:: Tasks to carry out ::
A. Return the passage of the Questar testing contract piece starting at "As part of the" and ending at "and math tests.", copied word for word.
B. According to the Questar testing contract piece, what was the dollar value of the contract that MaryEllen Elia signed with Questar?

:: Page ::
--------------------

There is a fable in which an Arab miller reluctantly allows his camel to stick his nose under his tent on a cold night in the desert. This is quickly followed by other parts of his body until the camel is entirely inside the tent and refuses to leave. The moral of the fable is to illustrate that once the “camel” (Governor Cuomo’s $2 billion Smart Bond Act) gets his nose in the tent, his body (competency based education) will soon follow. This is what we have with the Questar testing company, with which the NYSED Commissioner, MaryEllen Elia signed a $44 million contract (http://www.nysed.gov/news/2015/3-8-assessment-contract-awarded-questar-inc). The contract locks into place a five year deal and offers districts the “option to administer the tests on computers”. Isn’t that convenient.
As part of the NYSED press release, Elia is quoted as saying, “Questar, Inc. will also provide computer based TESTING (emphasis added) platforms that will help reduce the need for stand-alone field tests, and more importantly, help make our assessments even better instructional tools.” For the sake of brevity, let’s forget about the fact that the contract with Pearson is still in effect for the 2015-2016 school year and the multi-billion dollar British conglomerate will still be producing the spring 2016 NYS ELA and math tests.
According to Questar’s April 1st publication (sadly, it is not an April fool’s prank), “Reimagining the Classroom Experience” (http://www.questarai.com/reimagining-the-classroom-experience/), Eric Rohy, Questar’s Chief Services Officer, writes, “Most educators agree that the current LECTURE-STYLE (emphasis added) approach to teaching is flawed.” He further writes, “….this approach limits the teacher’s ability to adapt his or her classroom to meet a number of 21st century teaching needs such as INDIVIDUALIZED AND PERSONALIZED INSTRUCTION (emphasis added), personalized learning, competency-based grouping and progression, seamless blending of instruction and assessment, and timely impact of assessment results to affect instruction.” WOW! When was the last time Eric Rohy visited an American classroom, the 1950’s? Teachers do not use “lecture style” anymore, nor have they in several decades.

--------------------

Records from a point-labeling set
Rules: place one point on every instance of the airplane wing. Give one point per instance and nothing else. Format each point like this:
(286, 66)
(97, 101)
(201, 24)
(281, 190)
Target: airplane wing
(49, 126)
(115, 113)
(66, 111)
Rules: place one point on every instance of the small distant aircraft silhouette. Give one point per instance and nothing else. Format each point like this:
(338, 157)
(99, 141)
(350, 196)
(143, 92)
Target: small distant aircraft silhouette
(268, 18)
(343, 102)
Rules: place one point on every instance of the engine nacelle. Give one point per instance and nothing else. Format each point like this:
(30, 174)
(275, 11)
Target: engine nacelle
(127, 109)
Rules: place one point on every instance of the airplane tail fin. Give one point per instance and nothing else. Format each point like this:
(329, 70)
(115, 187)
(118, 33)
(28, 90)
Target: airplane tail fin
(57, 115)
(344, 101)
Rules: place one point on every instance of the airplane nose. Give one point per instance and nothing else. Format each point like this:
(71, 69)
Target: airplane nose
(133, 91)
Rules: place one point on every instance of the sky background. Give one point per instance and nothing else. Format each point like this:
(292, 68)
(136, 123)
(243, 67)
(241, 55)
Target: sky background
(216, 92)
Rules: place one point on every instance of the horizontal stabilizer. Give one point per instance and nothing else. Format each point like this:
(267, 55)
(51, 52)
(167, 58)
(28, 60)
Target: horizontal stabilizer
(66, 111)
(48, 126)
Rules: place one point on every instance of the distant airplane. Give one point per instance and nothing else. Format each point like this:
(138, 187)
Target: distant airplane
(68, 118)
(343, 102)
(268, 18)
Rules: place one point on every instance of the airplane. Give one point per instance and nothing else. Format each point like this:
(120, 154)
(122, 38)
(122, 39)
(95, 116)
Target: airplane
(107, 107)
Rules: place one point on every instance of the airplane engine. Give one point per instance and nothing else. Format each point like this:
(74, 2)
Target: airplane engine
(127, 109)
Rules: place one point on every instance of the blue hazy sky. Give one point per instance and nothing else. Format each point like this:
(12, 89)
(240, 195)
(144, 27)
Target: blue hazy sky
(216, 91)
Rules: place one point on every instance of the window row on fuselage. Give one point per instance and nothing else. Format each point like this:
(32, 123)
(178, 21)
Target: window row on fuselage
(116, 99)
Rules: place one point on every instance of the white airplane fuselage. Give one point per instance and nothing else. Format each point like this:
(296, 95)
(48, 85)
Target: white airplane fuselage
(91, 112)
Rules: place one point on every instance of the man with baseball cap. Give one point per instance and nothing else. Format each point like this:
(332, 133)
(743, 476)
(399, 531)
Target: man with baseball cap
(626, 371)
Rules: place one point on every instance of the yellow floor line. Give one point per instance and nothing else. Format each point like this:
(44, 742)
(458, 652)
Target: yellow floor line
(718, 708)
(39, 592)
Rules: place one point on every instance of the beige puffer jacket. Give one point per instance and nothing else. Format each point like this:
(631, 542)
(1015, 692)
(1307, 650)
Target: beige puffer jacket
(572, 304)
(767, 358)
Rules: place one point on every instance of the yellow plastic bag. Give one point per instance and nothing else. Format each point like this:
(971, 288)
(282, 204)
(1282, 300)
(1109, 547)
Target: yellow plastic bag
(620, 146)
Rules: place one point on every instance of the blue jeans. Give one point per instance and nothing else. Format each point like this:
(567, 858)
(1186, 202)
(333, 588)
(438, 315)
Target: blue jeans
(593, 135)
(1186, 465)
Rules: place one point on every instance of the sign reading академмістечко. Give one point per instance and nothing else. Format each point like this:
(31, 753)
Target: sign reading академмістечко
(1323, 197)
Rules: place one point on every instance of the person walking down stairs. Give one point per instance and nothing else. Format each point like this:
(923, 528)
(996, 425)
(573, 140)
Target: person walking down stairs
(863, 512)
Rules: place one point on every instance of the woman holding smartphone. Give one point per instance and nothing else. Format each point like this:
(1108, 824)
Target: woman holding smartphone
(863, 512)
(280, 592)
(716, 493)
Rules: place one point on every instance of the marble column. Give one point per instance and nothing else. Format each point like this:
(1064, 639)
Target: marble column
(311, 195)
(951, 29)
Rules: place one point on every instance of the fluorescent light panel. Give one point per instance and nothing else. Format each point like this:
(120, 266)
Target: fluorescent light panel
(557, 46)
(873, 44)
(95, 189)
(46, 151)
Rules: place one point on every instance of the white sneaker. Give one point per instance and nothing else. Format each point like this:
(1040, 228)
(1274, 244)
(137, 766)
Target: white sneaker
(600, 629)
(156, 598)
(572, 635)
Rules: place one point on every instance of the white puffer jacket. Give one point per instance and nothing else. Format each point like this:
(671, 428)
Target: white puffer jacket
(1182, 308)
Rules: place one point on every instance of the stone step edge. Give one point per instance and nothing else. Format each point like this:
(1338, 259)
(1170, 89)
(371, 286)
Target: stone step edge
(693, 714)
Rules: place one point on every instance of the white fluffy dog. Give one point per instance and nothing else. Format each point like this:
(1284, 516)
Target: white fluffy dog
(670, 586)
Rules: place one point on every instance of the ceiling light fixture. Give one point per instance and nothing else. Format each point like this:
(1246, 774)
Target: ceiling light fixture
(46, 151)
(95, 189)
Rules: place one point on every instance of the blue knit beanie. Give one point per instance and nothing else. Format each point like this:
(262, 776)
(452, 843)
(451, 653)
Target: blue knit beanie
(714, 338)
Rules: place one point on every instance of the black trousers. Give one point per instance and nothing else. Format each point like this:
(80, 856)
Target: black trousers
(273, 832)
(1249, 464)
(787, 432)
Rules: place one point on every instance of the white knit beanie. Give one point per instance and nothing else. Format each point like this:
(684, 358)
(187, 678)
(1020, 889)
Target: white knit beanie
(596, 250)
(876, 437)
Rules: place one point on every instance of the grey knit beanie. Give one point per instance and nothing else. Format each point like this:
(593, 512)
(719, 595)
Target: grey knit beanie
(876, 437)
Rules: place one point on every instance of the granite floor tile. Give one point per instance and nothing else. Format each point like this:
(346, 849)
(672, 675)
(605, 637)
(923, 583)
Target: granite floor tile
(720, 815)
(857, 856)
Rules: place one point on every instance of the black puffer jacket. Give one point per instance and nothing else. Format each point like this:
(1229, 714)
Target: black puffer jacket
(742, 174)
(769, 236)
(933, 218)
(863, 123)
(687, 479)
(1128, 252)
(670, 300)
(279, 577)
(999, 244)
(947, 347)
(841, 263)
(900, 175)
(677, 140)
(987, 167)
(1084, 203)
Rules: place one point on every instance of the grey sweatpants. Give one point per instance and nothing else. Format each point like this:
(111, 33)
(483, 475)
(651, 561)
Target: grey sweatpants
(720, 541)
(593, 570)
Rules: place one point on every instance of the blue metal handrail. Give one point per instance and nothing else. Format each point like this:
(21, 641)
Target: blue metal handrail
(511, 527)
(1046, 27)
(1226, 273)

--------------------

:: Full answers ::
A.
As part of the NYSED press release, Elia is quoted as saying, “Questar, Inc. will also provide computer based TESTING (emphasis added) platforms that will help reduce the need for stand-alone field tests, and more importantly, help make our assessments even better instructional tools.” For the sake of brevity, let’s forget about the fact that the contract with Pearson is still in effect for the 2015-2016 school year and the multi-billion dollar British conglomerate will still be producing the spring 2016 NYS ELA and math tests.

B. $44 million